» **DIRECTIONS FOR THIS TASK**
Render each line of the items below as a Markdown table with the columns Row and Line, omitting blank lines.
-------- SOURCE RECORDS --------
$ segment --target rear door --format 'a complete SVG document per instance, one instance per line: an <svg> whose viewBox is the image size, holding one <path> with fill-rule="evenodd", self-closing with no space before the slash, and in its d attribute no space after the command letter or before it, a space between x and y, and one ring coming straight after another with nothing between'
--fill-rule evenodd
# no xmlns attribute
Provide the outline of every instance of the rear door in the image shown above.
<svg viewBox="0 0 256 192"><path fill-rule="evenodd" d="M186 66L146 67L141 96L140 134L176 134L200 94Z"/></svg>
--------
» **TASK RESULT**
| Row | Line |
|---|---|
| 1 | $ segment --target rear door --format 'a complete SVG document per instance, one instance per line: an <svg> whose viewBox is the image size, holding one <path> with fill-rule="evenodd", self-closing with no space before the slash, and in its d attribute no space after the command letter or before it, a space between x and y, and one ring coming straight after another with nothing between' |
| 2 | --fill-rule evenodd |
| 3 | # no xmlns attribute |
| 4 | Provide the outline of every instance of the rear door in the image shown above. |
| 5 | <svg viewBox="0 0 256 192"><path fill-rule="evenodd" d="M186 66L146 67L141 96L140 134L176 134L200 94Z"/></svg> |